**WHAT YOU WILL DO**
Reproduce the following records line for line, leaving out the pictures.

**GIVEN RECORDS**
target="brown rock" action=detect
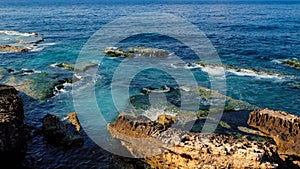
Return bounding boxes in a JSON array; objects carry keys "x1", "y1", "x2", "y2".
[
  {"x1": 0, "y1": 85, "x2": 24, "y2": 152},
  {"x1": 43, "y1": 114, "x2": 83, "y2": 148},
  {"x1": 248, "y1": 109, "x2": 300, "y2": 157},
  {"x1": 0, "y1": 45, "x2": 29, "y2": 52},
  {"x1": 157, "y1": 114, "x2": 176, "y2": 126},
  {"x1": 108, "y1": 114, "x2": 281, "y2": 169},
  {"x1": 68, "y1": 112, "x2": 81, "y2": 131}
]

**FULL OUTPUT**
target="brown rock" action=detect
Return bounding boxes in a JSON array; objects carry keys "x1", "y1", "x2", "y2".
[
  {"x1": 0, "y1": 85, "x2": 24, "y2": 152},
  {"x1": 43, "y1": 114, "x2": 83, "y2": 148},
  {"x1": 248, "y1": 109, "x2": 300, "y2": 157},
  {"x1": 0, "y1": 45, "x2": 29, "y2": 52},
  {"x1": 157, "y1": 114, "x2": 176, "y2": 126},
  {"x1": 108, "y1": 114, "x2": 281, "y2": 169},
  {"x1": 68, "y1": 112, "x2": 81, "y2": 131}
]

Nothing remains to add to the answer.